(Image location labeling entries)
= = = =

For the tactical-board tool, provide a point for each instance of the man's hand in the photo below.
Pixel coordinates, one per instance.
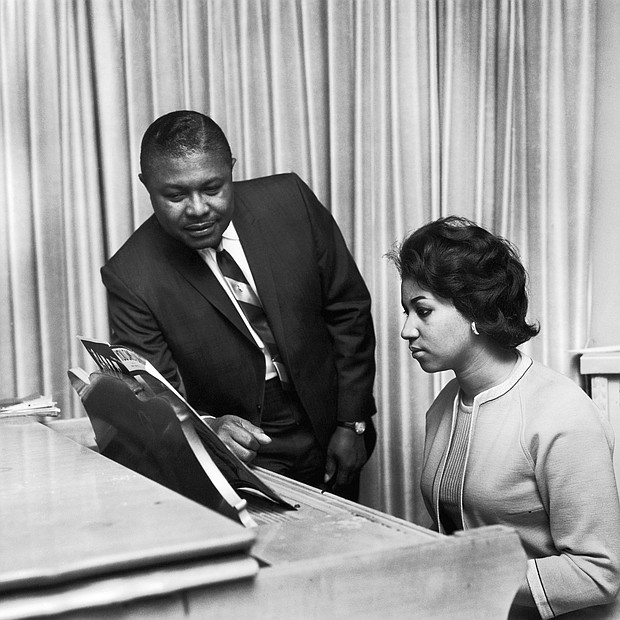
(346, 455)
(241, 436)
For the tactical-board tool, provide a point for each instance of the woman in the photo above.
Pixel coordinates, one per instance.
(508, 441)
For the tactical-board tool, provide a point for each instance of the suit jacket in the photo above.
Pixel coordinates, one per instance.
(165, 303)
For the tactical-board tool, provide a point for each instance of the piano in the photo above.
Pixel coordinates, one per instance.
(82, 536)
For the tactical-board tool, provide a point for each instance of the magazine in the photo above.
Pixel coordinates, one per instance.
(226, 472)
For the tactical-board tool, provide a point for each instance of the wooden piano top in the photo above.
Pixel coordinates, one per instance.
(80, 535)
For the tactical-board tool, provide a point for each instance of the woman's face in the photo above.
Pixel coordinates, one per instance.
(439, 336)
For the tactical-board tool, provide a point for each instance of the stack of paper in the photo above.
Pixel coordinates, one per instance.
(33, 404)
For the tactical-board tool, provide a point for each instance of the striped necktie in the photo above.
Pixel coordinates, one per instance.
(252, 307)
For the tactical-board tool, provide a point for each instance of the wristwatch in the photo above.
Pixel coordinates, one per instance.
(356, 427)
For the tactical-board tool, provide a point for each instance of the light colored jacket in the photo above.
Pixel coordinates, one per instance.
(539, 460)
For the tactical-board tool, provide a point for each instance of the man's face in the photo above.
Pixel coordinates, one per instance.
(192, 197)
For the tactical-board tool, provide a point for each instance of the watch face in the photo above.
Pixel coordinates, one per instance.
(360, 427)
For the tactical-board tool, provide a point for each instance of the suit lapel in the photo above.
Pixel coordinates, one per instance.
(256, 238)
(198, 274)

= = = =

*Exercise goal*.
Update all of the material above by replacing "tactical-board tool" with "annotation tool" wherever it occurs, leaving everything else unchanged. Omit the pictures from your response.

*Exercise result*.
For the annotation tool, provide a point for each instance of the man's hand in the photo below.
Pixel coordinates, one per instance.
(346, 455)
(241, 436)
For the annotation tool, provide a point for each instance of the woman in the photo above.
Pixel coordinates, one per instance.
(508, 441)
For the annotation tool, provide a point for each instance of the suit jacket in the photo above.
Pixel coordinates, one per instance.
(165, 303)
For the annotation tool, provide a point for each instance of the piano in the photo above.
Pixel coordinates, one per instance.
(82, 536)
For the annotation tool, provide a point for each instance of the magazine in the photo above.
Pixel coordinates, one per instance.
(226, 472)
For the annotation tool, provide a point for each instance of the wooden piano top in the photo above.
Pixel coordinates, one per instance.
(80, 535)
For the annotation tool, provide a point for each instance of the woman's face in the photo above.
Pixel coordinates, one per instance.
(439, 336)
For the annotation tool, provide a point for each instance of the stack of paper in the photo above.
Pixel coordinates, one per instance.
(33, 404)
For the annotation tool, provide a point for each instance of the striped necktie in the photo above.
Pixel coordinates, one per instance.
(252, 307)
For the annotation tool, provide a point for each instance of the wristwatch in the photo above.
Pixel coordinates, one per instance.
(356, 427)
For the annotation tool, provide a point for each instance of the light colored jacket in the photo above.
Pixel coordinates, one per instance.
(539, 460)
For the annotation tool, provide a point for each instance of the man's face in the photo above.
Pixel coordinates, one per instance.
(192, 197)
For the annotation tool, provide a point for each instance of the watch face in the photo above.
Pixel coordinates, one per instance.
(360, 427)
For the annotation tool, provide a point for each instance of the suit lapel in the photo above.
Pixel coordinates, one per instance.
(256, 238)
(198, 274)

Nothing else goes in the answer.